端境期なりに山を楽しむ(御岳山~御岳渓谷) | 首都圏生きものめぐり ~関東の動植物に会いにいくぶらっと散歩~

首都圏生きものめぐり ~関東の動植物に会いにいくぶらっと散歩~

雑誌編集者である著者が自ら首都圏の公園や自然地に足を運び、そこで出合った生きものの情報をお届けします。
都会の印象が強い東京にも、カワセミやタカ、多くの昆虫が暮らしています。「首都圏ってこんなに生きものが多いのか」と驚かされる情報が満載です。

 

青梅の御岳山は春のカタクリ開花期夏のレンゲショウマ開花期と、

知る限り最低2回は「見頃」のシーズンが訪れます。

今年はこの春の見頃が丸々ぶっ潰されてしまった中

他にも何か見所はないかと期待して5月末日に足を運びましたが

当然早春期の花々はカタクリを含めて軒並み花期を終えてしまい、

おまけにコロナ禍の関係で一部施設が閉鎖されている始末。

 

早くもハズレの雰囲気が漂い始めましたが、せっかくここまで来た以上

このまま帰るのも癪だったので、いつも通りのルートを歩くことに。

何か面白いものが撮れればいいのですが……。

 

 

 

 

 

 

神社近くの住宅街で見かけたウラシマソウみたいなの(左)と

植栽されたクリンソウ(右)です。クリンソウはサクラソウの仲間ですが

開花期が通常のサクラソウよりもやや遅れてやってきます。

 

 

 

 

 

登山道に入りました。上記の通り花の端境期ということもあってか

はたまたコロナのせいか、登山客はあまり多くありませんでした。

 

 

 

 

 

 

昨年の春に大群落を見かけた毒草 ハシリドコロ

花弁は散ってしまい、右写真のように「がく」が残っているだけ。

また、本種は花期が過ぎるとやがて地上部が完全に枯れて休眠してしまうため

この日見られた地上部の姿(左)も、間もなく消えてしまいます。

 

 

 

 

 

「お浜の桂(かつら)」

 

……だ、そうです。

確かに大きいですし、樹齢も相当のものだと思われます。

パッと見では細い木がいくつも集まって

1本の巨木になっているようにも見えます。トトロみたく。

(トトロのあれはあくまで夢だったわけですけれどね)

 

 

 

 

 

いつも中継点としている滝。

タマガワホトトギスの観察ポイントですが(すぐ見つかります)

当然まだこの時期では花など咲いているはずがありません。

 

 

 

 

 

小さいながらも新顔の昆虫。ニホンベニコメツキです。

当初は撮影済みのクシヒゲベニボタルかと思ったのですが

頭部の形などが微妙に異なります。

あー、でもちょっと識別に自信がないかもしれません……。

 

遭遇率・・・2

インパクト・・・1(色は目立つがサイズは小さい)

美しさ・・・3 (鮮やかな紅色なので森では多少目立つ

俊敏性・・・3

 

上記の通り既に撮った種と思っていたので詳しくは調べませんでしたが

捕まえて手に持ってみたら、コメツキムシらしい質感だったのかも?

あるいはやはり引っくり返すと、パチンと跳ね起きるんだろうか?

····················

> [課題 a] 項目のうち「Tag every instance of the horse's hoof」を含む行から「x=320 y=152」を含む行までを、空行を除いて番号付きリストにまとめよ。

····················

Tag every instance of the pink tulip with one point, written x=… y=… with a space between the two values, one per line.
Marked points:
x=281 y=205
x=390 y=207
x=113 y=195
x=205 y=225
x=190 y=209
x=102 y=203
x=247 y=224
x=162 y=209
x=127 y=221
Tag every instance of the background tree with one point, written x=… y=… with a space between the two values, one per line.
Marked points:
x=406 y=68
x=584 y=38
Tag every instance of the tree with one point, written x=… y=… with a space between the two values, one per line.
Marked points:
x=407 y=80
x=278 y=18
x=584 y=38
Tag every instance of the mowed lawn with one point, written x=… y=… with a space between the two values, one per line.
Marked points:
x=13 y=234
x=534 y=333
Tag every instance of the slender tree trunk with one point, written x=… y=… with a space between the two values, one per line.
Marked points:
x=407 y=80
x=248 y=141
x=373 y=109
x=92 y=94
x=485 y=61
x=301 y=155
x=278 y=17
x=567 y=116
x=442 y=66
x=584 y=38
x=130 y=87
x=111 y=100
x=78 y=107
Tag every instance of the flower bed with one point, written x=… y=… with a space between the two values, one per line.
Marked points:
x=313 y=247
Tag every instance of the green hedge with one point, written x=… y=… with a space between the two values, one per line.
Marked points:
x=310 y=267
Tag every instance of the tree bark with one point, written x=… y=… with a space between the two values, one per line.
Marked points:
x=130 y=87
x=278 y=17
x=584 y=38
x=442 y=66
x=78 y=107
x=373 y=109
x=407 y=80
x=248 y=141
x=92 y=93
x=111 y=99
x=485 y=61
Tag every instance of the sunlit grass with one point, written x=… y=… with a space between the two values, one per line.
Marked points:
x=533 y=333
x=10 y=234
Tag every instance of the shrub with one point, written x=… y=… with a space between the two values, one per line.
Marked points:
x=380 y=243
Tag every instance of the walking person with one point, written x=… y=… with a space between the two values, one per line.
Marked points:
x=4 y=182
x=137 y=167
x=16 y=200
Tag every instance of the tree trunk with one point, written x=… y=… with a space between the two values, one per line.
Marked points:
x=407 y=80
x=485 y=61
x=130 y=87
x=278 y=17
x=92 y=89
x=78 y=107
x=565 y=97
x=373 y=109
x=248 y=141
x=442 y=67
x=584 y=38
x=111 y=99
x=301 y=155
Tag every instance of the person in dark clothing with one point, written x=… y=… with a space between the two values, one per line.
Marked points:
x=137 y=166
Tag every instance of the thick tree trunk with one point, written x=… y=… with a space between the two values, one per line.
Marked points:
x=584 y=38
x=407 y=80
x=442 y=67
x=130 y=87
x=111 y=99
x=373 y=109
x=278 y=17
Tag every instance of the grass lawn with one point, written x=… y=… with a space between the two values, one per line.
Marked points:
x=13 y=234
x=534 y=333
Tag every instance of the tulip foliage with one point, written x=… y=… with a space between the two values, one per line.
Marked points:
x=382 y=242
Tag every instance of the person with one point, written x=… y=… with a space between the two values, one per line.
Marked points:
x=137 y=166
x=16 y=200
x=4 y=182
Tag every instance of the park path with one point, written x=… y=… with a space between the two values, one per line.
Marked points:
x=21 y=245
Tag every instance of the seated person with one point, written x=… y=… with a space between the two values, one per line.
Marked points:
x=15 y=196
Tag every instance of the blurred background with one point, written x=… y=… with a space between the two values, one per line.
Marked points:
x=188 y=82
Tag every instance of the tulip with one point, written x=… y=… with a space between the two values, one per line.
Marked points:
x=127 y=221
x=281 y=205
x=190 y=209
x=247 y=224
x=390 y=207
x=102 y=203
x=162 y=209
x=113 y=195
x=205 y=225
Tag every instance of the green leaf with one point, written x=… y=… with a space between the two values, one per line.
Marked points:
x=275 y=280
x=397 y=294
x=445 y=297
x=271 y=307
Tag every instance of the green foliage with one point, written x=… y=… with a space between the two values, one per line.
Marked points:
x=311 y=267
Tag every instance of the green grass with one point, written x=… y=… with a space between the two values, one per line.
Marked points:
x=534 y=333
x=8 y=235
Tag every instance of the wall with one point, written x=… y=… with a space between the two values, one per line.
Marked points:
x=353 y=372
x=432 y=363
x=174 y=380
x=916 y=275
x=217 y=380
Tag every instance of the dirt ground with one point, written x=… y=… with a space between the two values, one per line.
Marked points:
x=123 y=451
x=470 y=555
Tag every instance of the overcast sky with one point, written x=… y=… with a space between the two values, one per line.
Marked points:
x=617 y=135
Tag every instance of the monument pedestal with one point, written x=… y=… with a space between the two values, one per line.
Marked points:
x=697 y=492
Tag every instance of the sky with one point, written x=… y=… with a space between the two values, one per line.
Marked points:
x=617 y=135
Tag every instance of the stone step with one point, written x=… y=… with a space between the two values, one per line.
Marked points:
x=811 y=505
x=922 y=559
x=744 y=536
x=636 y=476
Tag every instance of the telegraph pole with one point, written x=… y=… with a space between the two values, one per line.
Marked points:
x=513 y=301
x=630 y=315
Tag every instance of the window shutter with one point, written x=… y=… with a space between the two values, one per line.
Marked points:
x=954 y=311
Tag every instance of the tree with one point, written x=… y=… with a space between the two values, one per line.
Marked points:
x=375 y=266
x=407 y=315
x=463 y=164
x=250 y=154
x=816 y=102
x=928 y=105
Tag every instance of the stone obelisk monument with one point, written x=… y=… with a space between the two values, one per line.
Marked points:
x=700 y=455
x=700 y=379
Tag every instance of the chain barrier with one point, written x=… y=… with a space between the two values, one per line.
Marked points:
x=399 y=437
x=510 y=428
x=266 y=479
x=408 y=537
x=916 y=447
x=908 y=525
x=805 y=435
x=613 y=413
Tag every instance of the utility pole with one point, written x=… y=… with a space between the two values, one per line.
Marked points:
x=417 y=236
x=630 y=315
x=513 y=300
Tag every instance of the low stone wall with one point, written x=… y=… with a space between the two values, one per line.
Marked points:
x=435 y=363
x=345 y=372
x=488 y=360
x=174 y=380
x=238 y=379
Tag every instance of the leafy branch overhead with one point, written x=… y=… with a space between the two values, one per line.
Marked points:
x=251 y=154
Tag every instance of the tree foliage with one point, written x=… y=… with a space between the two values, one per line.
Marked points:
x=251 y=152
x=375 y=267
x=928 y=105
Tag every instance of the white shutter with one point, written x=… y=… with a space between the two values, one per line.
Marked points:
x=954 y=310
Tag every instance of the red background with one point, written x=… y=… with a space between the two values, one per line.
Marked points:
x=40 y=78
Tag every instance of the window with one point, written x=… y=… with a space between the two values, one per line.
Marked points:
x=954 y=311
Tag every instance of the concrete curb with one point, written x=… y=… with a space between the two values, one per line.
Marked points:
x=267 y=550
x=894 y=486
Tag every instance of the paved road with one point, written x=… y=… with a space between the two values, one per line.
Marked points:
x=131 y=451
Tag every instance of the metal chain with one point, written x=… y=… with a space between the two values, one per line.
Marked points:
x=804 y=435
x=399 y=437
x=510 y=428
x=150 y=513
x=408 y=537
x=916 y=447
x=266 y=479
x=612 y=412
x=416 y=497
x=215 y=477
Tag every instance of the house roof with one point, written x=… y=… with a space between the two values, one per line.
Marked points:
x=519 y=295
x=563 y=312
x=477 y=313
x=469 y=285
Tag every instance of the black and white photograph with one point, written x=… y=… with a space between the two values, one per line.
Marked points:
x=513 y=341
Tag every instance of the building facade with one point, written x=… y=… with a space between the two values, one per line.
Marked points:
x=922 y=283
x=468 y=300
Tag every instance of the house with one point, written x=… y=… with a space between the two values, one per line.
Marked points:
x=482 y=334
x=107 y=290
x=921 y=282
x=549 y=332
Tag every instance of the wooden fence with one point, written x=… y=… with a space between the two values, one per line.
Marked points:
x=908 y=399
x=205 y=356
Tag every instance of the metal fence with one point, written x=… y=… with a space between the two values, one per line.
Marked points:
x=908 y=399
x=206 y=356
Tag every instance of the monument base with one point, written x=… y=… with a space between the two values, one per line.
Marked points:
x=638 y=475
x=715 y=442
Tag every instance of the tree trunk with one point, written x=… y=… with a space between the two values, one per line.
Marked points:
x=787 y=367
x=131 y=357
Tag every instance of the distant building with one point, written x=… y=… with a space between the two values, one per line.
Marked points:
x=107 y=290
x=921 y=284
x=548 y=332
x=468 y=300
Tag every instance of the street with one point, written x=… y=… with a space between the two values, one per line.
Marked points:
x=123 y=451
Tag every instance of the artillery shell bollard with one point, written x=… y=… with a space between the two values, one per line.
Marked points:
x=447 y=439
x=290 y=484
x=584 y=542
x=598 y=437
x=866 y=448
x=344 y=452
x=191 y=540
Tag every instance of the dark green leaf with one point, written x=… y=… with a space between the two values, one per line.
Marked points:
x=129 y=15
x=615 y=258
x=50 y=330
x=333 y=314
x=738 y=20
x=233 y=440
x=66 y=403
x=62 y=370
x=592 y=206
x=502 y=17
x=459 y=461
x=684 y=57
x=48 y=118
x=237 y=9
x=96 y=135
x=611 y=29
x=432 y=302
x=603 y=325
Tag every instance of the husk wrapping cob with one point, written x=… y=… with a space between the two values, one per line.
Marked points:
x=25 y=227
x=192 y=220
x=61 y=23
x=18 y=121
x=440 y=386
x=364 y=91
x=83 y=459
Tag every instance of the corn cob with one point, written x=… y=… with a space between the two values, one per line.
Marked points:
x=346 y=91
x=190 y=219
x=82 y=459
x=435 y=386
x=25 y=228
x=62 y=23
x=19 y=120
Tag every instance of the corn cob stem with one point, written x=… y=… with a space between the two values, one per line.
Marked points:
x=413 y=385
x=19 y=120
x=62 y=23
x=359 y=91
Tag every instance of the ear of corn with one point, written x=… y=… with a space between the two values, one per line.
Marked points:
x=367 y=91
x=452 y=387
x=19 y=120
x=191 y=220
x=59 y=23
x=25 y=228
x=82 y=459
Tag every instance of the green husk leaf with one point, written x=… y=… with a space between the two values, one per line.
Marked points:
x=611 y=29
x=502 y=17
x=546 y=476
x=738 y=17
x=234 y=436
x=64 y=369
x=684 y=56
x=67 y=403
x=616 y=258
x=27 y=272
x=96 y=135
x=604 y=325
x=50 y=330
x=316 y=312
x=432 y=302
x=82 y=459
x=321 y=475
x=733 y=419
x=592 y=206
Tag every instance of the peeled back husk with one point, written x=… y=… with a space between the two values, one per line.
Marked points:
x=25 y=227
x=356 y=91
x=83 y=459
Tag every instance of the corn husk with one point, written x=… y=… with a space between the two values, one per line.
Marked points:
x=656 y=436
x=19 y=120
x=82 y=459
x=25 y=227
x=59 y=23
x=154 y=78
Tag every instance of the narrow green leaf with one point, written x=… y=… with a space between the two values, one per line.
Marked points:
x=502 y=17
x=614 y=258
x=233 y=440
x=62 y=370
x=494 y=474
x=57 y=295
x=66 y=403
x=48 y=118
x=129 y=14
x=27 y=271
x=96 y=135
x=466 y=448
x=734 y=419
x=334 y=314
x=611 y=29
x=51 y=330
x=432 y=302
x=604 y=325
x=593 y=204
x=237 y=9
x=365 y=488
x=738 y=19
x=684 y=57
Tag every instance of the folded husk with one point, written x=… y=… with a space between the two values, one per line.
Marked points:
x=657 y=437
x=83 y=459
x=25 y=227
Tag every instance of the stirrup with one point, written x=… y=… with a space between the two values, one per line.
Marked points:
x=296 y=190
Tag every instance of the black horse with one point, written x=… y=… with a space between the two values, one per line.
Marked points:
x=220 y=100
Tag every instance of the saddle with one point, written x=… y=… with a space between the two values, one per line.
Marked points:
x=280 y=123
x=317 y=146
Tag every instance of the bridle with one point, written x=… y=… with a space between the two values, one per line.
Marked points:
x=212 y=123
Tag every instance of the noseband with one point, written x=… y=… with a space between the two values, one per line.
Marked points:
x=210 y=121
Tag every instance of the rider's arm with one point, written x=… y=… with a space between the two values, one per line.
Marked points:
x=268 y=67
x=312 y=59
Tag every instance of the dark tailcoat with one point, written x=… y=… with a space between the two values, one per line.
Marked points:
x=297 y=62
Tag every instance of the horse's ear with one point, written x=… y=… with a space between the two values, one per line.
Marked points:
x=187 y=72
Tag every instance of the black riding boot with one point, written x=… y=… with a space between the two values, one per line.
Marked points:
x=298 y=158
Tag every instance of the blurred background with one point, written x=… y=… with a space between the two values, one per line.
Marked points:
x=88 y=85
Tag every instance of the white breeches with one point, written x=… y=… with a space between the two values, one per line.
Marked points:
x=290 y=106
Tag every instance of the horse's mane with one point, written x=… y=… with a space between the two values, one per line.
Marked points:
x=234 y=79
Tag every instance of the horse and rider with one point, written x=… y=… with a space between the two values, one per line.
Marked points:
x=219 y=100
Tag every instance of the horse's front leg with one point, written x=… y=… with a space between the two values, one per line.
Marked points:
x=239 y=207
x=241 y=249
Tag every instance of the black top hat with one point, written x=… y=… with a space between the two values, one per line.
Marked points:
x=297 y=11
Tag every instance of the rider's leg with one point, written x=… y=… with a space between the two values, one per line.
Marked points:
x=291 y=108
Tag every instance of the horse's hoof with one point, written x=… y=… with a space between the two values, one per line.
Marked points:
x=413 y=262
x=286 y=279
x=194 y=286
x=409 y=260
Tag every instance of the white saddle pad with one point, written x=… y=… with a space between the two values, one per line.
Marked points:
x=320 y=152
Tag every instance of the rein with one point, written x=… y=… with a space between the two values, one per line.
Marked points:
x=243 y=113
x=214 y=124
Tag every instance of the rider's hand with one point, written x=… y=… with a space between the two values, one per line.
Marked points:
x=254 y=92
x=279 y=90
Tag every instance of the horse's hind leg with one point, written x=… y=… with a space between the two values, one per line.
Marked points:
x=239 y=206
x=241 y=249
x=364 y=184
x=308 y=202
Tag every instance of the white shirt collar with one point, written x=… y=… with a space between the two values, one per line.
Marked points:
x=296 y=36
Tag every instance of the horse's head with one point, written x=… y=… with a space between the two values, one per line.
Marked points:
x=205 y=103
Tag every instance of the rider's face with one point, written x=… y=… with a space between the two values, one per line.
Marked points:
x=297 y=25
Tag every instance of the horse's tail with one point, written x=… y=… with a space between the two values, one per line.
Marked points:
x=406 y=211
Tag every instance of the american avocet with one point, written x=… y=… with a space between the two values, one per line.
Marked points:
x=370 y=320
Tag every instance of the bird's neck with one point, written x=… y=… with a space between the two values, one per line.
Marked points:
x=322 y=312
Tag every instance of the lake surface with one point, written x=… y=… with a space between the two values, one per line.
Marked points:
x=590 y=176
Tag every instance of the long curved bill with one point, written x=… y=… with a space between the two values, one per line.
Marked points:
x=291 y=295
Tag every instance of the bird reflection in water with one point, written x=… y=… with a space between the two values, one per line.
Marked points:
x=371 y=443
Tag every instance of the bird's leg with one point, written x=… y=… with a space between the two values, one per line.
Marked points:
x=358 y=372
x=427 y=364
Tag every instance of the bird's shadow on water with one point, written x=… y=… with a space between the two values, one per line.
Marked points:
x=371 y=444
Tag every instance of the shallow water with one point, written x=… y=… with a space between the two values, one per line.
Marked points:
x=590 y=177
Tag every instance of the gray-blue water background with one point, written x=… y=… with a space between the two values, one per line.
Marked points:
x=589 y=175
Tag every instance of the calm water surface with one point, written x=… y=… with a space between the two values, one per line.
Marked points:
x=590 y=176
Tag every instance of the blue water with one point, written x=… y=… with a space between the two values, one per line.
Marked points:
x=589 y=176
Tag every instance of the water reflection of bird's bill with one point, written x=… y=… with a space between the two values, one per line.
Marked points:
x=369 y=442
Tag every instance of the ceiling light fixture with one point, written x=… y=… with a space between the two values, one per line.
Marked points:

····················

> [課題 b] ページの「端境期なりに山を楽しむ(御岳山~御岳渓谷) | 首都圏生きものめぐり」から「と驚かされる情報が満載です。」までを、「首都圏」を「東京近郊」に置き換えて書き直せ。

> [解答 a]
1. Tag every instance of the horse's hoof with one point, written x=… y=… with a space between the two values, one per line.
2. Marked points:
3. x=413 y=262
4. x=286 y=279
5. x=194 y=286
6. x=409 y=260
7. Tag every instance of the white saddle pad with one point, written x=… y=… with a space between the two values, one per line.
8. Marked points:
9. x=320 y=152

> [解答 b]
端境期なりに山を楽しむ(御岳山~御岳渓谷) | 東京近郊生きものめぐり ~関東の動植物に会いにいくぶらっと散歩~

東京近郊生きものめぐり ~関東の動植物に会いにいくぶらっと散歩~

雑誌編集者である著者が自ら東京近郊の公園や自然地に足を運び、そこで出合った生きものの情報をお届けします。
都会の印象が強い東京にも、カワセミやタカ、多くの昆虫が暮らしています。「東京近郊ってこんなに生きものが多いのか」と驚かされる情報が満載です。